# Charity Work: Just Do It



## kjelsvik (Jul 27, 2011)

Just completed a project through "Make A Wish Foundation". Worked with an excellent contractor and other sub-trades. The kids and family or so happy with this. I normally paint houses...this was so far above and beyond...sometimes you just gotta extend your boundaries. We all donated time and materials to make this happen. It's all for a 6 year old with leukemia and her family. Whatever the original vision was...we went far and beyond...everyone...and it is awesome! This is dubbed "The Mountain Room" (cause she said so), enjoy little one. I hope and pray you get to climb the big ones some day


----------



## Painter-Aaron (Jan 17, 2013)

Very nice work for a very good cause. Any kid could spend days on end in that room!.. Hell I could spend days on end in that room


----------



## kjelsvik (Jul 27, 2011)

Thanks...got my inner kid going painting the cave area. Such a cool project to be a part of.


----------



## Workaholic (Apr 17, 2007)

Looks cool. Good cause to donate your time to.


----------



## Red Truck (Feb 10, 2013)

That looks great!


----------



## cdaniels (Oct 20, 2012)

Not a better cause that I know of.My hat's off to you.:notworthy:


----------



## modernfinish (Mar 20, 2013)

Dude , Nice! Love it . That room is incredible . Fiber optics? Neato ,really dig the constellations attention to detail , could go on ... 

Rock on , we Painted Santa's house for Opportunity Village here in Vegas a couple yrs ago.... 


With ya charity work is good, going to epoxy the kennels at a dog rescue here soon too. Not quite as kick butt as that room ha


----------



## kjelsvik (Jul 27, 2011)

Hey man...if you have the time and the ability...(especially when you don't think you do)...go for it. Hat's off to ya. It makes such a huge difference in peoples (& dogs) lives (mine included). Currently working on equine for special needs kids and permacultue gardening for ex-drunks like myself. My alternative to being born again (nothing against you religious folks, but I just don't get it!). Do something special because you can...that's it!


----------



## Jeremy T (Sep 25, 2012)

Thats really amazing ,they will love that room , wonderful for you to give up your time for these children.


----------



## wills fresh coat (Nov 17, 2011)

She will have that room a lot longer then then a handshake from Justin beiber.........good job


----------



## Wolfgang (Nov 16, 2008)

What an amazing room! Kudos to you and all involved in making her wish come true.


----------



## Ramsden Painting (Jul 17, 2011)

Great job for a very worthy youngster. Hats off

Sent from my iPad using PaintTalk


----------



## scottjr (Jan 14, 2012)

Great looking job.thumbsup..


----------



## kjelsvik (Jul 27, 2011)

Update: Received a call from the home owners today to clarify that it would be ok to do an article in the local paper about this. "Ya, that would be awesome". None of us were looking for this kind of recognition. It was a good thing to do, and a cool project to be on, with a bunch of really motivated people. It was a pleasure, and the good vibes just keep rolling in from this one.


----------



## Ultimate (Mar 20, 2011)

Good deal for being part of that....


----------



## michael tust (Mar 6, 2009)

Looks Great !


Michael Tust


----------

• _Record list_:
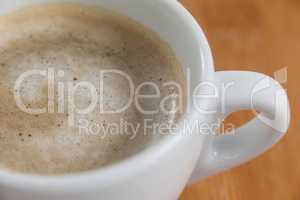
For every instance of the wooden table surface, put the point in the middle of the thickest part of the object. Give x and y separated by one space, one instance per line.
264 36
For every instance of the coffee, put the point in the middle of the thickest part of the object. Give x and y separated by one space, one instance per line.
55 56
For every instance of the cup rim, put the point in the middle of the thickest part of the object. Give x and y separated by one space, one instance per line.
106 176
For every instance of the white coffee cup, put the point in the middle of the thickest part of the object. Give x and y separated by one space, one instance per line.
164 169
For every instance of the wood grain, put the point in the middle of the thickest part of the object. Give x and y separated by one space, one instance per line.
261 36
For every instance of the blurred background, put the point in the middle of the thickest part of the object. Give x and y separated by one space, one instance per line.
263 36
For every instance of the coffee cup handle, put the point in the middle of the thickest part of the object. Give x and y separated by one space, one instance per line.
244 91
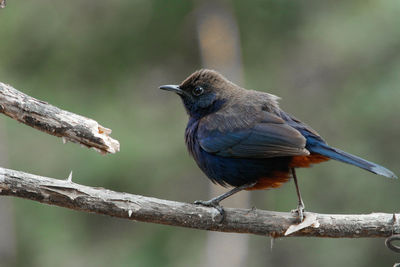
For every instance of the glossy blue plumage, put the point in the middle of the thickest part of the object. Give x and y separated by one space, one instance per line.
240 136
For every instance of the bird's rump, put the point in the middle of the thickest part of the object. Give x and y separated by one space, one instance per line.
262 136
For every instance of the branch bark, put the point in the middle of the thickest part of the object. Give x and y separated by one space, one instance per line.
52 120
147 209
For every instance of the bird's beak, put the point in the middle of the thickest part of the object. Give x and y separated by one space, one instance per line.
172 88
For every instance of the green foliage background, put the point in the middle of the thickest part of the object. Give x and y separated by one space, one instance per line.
335 64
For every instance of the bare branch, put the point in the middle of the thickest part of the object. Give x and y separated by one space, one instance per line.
134 207
52 120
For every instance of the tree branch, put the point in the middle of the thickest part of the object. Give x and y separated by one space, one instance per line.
134 207
52 120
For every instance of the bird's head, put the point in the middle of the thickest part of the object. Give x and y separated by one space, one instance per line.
203 92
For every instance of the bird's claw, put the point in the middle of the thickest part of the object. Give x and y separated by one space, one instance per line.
299 211
212 204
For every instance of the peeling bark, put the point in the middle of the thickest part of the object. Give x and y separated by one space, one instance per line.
70 195
52 120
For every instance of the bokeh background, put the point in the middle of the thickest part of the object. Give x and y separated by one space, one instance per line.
336 66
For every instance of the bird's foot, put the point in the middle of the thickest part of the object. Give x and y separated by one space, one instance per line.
213 204
299 211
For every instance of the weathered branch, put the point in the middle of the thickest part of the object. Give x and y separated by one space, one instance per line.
134 207
52 120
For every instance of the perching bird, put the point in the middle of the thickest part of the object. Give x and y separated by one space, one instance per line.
242 138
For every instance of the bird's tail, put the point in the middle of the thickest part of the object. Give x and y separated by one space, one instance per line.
345 157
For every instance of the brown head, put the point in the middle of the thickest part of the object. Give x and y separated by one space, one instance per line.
203 92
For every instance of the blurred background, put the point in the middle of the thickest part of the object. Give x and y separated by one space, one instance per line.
336 66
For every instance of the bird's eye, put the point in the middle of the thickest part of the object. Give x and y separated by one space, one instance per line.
198 90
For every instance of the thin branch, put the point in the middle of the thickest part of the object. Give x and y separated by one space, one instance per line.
52 120
134 207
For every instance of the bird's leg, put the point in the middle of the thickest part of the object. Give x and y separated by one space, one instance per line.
214 202
300 206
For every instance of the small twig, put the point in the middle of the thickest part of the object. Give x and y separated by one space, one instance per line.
52 120
389 243
123 205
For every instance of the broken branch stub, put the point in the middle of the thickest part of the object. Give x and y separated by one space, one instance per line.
52 120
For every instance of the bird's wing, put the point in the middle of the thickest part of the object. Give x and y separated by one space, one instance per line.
262 136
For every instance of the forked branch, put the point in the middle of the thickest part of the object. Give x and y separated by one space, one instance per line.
147 209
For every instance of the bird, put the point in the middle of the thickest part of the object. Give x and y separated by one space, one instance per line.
241 138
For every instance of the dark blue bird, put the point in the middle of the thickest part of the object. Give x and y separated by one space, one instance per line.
241 138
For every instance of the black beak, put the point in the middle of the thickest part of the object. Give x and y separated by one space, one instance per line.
172 88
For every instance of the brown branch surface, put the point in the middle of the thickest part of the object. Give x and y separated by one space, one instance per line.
52 120
134 207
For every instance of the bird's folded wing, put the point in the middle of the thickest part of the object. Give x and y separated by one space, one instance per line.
267 136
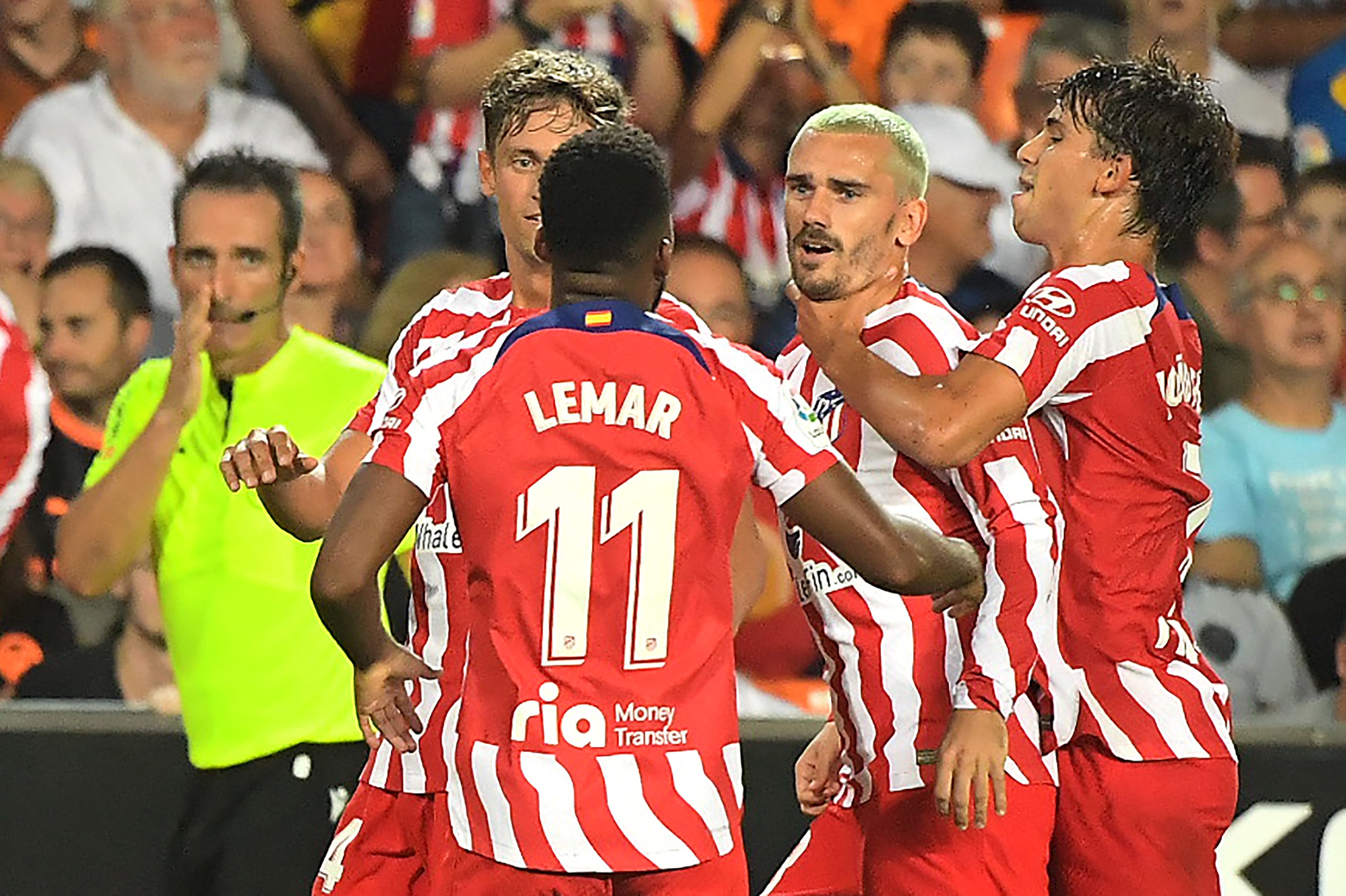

• _Exercises_:
[A] In the charity work thread, what name was given to the room?
[B] Translate this sentence from the charity work thread into Spanish: "We all donated time and materials to make this happen."

• _Solutions by task_:
[A] The Mountain Room

[B] Todos donamos tiempo y materiales para hacer esto posible.